• **PROBLEM TO WORK ON**: With pictures removed, print the listing exactly.
-- PROVIDED RECORDS follows --
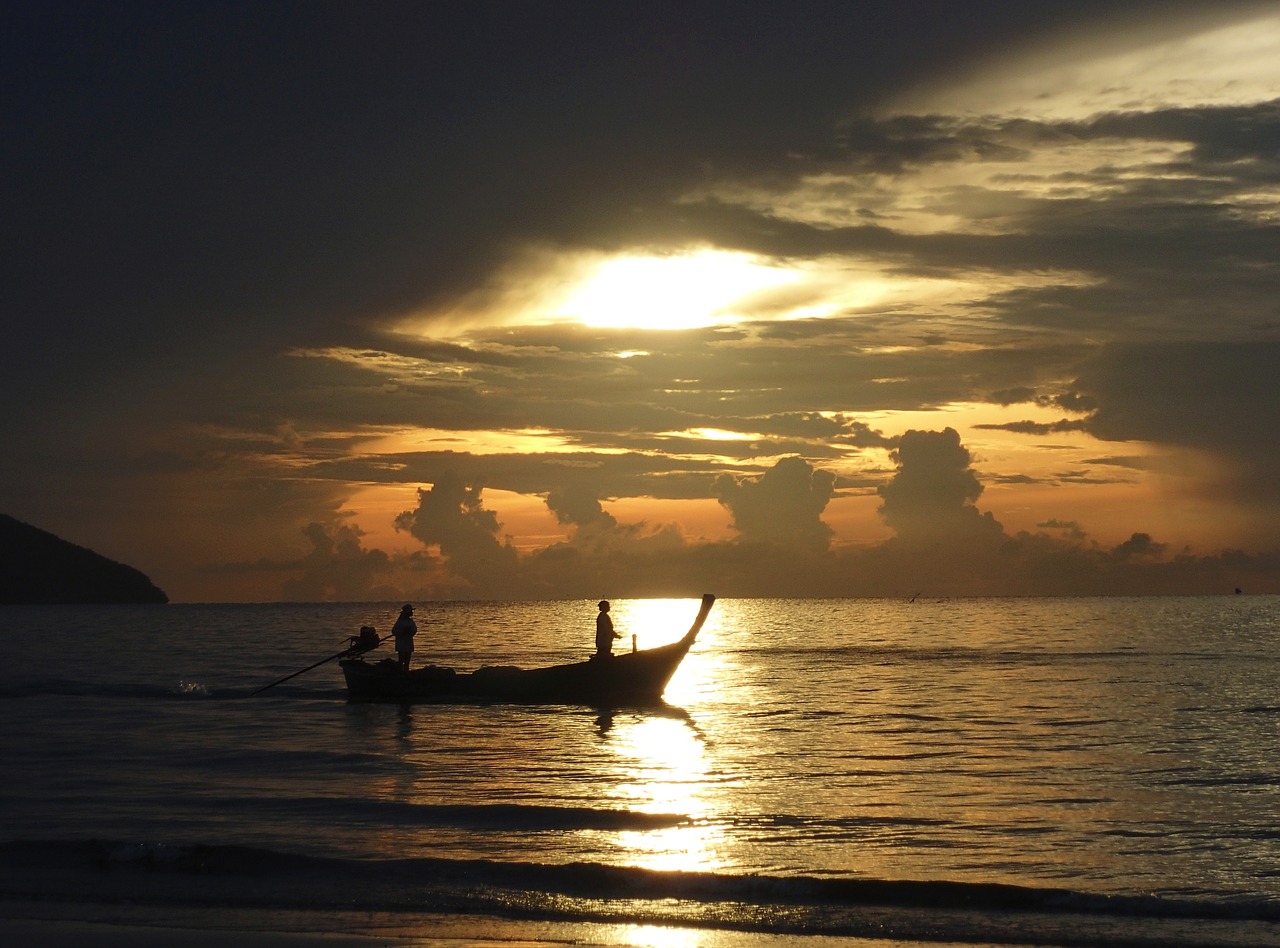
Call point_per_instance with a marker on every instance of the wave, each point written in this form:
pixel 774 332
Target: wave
pixel 233 876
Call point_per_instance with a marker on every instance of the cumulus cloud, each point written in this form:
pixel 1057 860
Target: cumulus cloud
pixel 452 517
pixel 784 505
pixel 932 497
pixel 338 567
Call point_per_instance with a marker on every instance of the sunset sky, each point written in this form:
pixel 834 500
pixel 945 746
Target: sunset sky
pixel 383 301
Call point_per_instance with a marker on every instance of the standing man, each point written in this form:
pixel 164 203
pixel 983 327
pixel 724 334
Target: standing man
pixel 405 630
pixel 604 633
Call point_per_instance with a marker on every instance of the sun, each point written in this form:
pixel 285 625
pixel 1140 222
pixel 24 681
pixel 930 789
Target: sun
pixel 688 291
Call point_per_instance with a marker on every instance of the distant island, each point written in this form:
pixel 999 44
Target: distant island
pixel 40 568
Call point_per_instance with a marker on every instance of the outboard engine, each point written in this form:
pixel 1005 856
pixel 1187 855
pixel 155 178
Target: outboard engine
pixel 366 640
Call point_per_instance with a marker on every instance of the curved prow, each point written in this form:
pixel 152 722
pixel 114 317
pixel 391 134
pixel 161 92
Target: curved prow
pixel 708 600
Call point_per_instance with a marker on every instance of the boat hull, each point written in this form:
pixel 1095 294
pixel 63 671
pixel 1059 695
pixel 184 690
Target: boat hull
pixel 626 679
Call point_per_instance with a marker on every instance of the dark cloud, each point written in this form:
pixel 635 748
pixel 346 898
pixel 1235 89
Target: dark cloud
pixel 216 211
pixel 932 497
pixel 1219 397
pixel 452 517
pixel 781 507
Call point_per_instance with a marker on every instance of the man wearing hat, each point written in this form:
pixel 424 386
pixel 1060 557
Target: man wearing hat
pixel 405 630
pixel 604 633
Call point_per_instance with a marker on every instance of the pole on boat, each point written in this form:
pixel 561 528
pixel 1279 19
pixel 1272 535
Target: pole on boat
pixel 350 650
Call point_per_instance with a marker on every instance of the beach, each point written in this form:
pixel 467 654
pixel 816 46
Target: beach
pixel 1077 772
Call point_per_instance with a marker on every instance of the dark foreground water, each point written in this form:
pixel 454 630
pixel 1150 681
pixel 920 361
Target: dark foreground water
pixel 1068 772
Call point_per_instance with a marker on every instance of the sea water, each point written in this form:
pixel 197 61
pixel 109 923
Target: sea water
pixel 1024 770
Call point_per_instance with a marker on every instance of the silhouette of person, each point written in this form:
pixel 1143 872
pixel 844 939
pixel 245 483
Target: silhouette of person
pixel 405 630
pixel 604 633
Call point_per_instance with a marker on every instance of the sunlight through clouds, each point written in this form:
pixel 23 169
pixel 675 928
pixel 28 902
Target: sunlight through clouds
pixel 685 291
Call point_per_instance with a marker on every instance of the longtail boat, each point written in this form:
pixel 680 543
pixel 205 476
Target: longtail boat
pixel 625 679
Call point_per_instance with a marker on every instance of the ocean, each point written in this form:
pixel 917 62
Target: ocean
pixel 1042 772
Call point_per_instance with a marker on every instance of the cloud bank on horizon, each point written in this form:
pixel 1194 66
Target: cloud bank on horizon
pixel 320 302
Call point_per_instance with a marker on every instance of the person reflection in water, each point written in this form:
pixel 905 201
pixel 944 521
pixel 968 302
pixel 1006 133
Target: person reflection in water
pixel 604 633
pixel 405 630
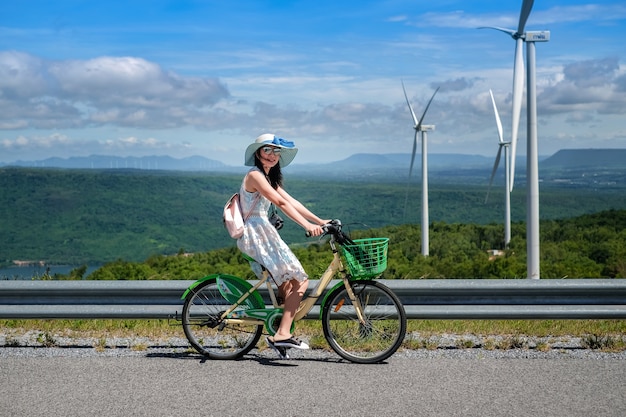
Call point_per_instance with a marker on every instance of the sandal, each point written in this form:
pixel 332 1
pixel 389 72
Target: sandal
pixel 292 342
-- PROVIDED RECORDS concluded --
• **TASK SOLUTION**:
Call point_per_instance with a marker on every instance of the wave, each point written in this form:
pixel 774 332
Target: wave
pixel 233 876
Call point_per_instance with a marker on every instance of the cumulus cloud, each point written in this form:
pixel 1057 860
Target: cumulus cloud
pixel 452 517
pixel 784 505
pixel 932 497
pixel 338 567
Call point_per_instance with a marker on every instance of the sunset sky, each point written in this form:
pixel 834 500
pixel 945 746
Target: sunset sky
pixel 383 301
Call point_per_instance with a marker on every instance of the standing man, each point written in this form:
pixel 164 203
pixel 983 327
pixel 724 334
Target: standing man
pixel 405 630
pixel 604 633
Call point_per_instance with a marker on every instance of the sun, each point written in this form:
pixel 285 625
pixel 1140 222
pixel 24 681
pixel 930 789
Target: sun
pixel 688 291
Call point_per_instance with a marker on every instance of the distant island, each point written in this form:
pixel 999 44
Target: distant island
pixel 40 568
Call point_per_instance with a marker on every instance of the outboard engine, each point written in this form:
pixel 1005 856
pixel 1187 855
pixel 155 178
Target: outboard engine
pixel 366 640
Call point_per_instance with a marker on every instance of the curved prow, each point written in this form:
pixel 152 722
pixel 114 317
pixel 391 134
pixel 161 92
Target: curved prow
pixel 708 600
Call point_per_instance with a marker on every instance of the boat hull, each point written in this form:
pixel 1095 294
pixel 63 671
pixel 1059 695
pixel 184 690
Target: boat hull
pixel 626 679
Call point_per_instance with a marker on every instance of the dark cloud, each point written in this form:
pixel 635 748
pixel 346 898
pixel 1235 89
Target: dark cloud
pixel 216 211
pixel 932 497
pixel 1219 397
pixel 452 517
pixel 781 507
Call point_per_instance with a marker on every instance of the man wearing hat, each point written in this form:
pixel 424 386
pixel 1060 557
Target: man wearing hat
pixel 405 630
pixel 604 633
Call point_per_instance with a marker on every instance of the pole on boat, each point written in this form:
pixel 561 528
pixel 1279 19
pixel 1272 535
Target: pole on boat
pixel 350 650
Call point_per_instance with a marker on every instance of the beach, each point written in this form:
pixel 467 654
pixel 816 46
Target: beach
pixel 1077 772
Call point_per_instance with a marker on every instance of the dark foreground water, each point written in this form:
pixel 454 630
pixel 1150 681
pixel 920 361
Target: dark foreground water
pixel 1068 772
Call point_per_instance with a marker on every instance of the sea water, each point written in this form:
pixel 197 61
pixel 109 923
Target: sea water
pixel 1024 770
Call point_per_instance with a marker on every instance of the silhouette of person, each point written in this form:
pixel 1143 872
pixel 844 939
pixel 245 483
Target: silhouette of person
pixel 405 630
pixel 604 633
Call point_per_instance with a marker on every instance of the sunlight through clouds, each point written in this form:
pixel 23 169
pixel 675 928
pixel 28 902
Target: sunlight through clouds
pixel 685 291
Call point_per_instance with a marker on every instance of the longtail boat, each point written in this form:
pixel 680 543
pixel 205 476
Target: longtail boat
pixel 625 679
Call point_per_instance with a marker on every instance of the ocean, each point written in this form:
pixel 917 62
Target: ocean
pixel 1042 772
Call point_per_instance with a marker on every instance of the cloud bank on horizon, each point written in this form:
pixel 1194 66
Target: cloud bank on horizon
pixel 320 302
Call point_per_instance with a marker on every instance of the person reflection in water, each point written in this form:
pixel 905 201
pixel 944 521
pixel 968 302
pixel 1006 133
Target: person reflection in water
pixel 604 633
pixel 405 630
Call point_per_instance with a marker on every instance of the sandal, each point written in this form:
pixel 332 1
pixel 389 72
Target: sandal
pixel 292 342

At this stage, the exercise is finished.